**Complete the following:**
1 - Answer these questions from the passage on Keras layers:
(a) Which two kinds of layers are examined for shape modification and parameter counts?
(b) Which layers did the earlier article look at in some detail?
(c) How does the passage describe tensors in parentheses?
2 - Write out the listing without any change, from the line containing "find the green" through the end of the listing, both ends included.
:: Passage given
Convolutional layers and their cousins the pooling layers are examined for shape modification and parameter counts as functions of layer parameters in Keras/Tensorflow…
Keras is synonymous with deep learning. Building multi-input, multi-output network of connected layers is a routine task with Keras. The data/tensors (multidimensional matrix of numbers) twist & turn their way from layer to layer, from entry to exit, as the network racks up millions of parameters along the way. How the data shape morphs as it squeezes through a layer, and how many parameters that layer adds to the network model are of course a function of the layer in question and how that layer has been instantiated in Keras. In the earlier article Flowing Tensors and Heaping Parameters in Deep Learning:
- We looked at the Dense, Embedding, and Recurrent (LSTM/GRU) layers in some detail to understand how and why the data shape changed as it passed through these layers.
::::
:: Raw records
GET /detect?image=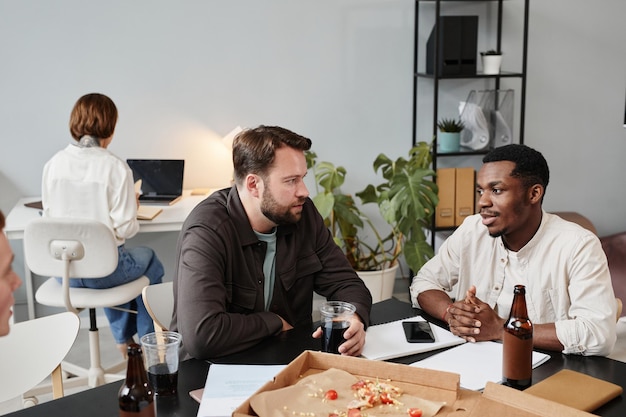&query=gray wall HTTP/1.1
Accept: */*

[0,0,626,316]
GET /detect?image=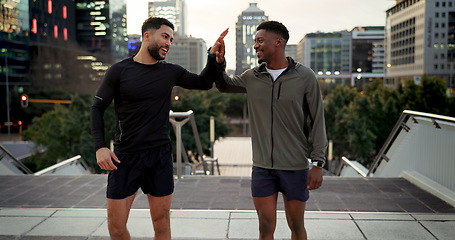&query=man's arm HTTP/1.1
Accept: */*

[306,68,328,190]
[90,64,120,170]
[176,29,229,90]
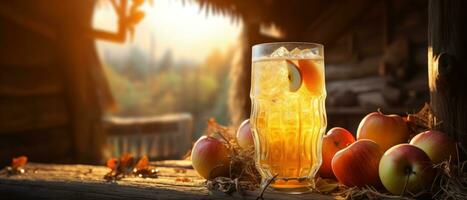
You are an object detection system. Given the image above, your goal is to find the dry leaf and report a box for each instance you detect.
[135,156,149,170]
[175,177,193,182]
[119,153,134,171]
[106,158,118,170]
[316,179,339,193]
[11,156,28,169]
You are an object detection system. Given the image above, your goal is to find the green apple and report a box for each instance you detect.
[379,144,435,195]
::::
**Answers for the exercise:**
1 -
(a) Convolutional layers and pooling layers.
(b) The Dense, Embedding, and Recurrent (LSTM/GRU) layers.
(c) As a multidimensional matrix of numbers.

2 -
You are an object detection system. Given the image above, your goal is to find the green apple and report a box for each instance you detect.
[379,144,435,195]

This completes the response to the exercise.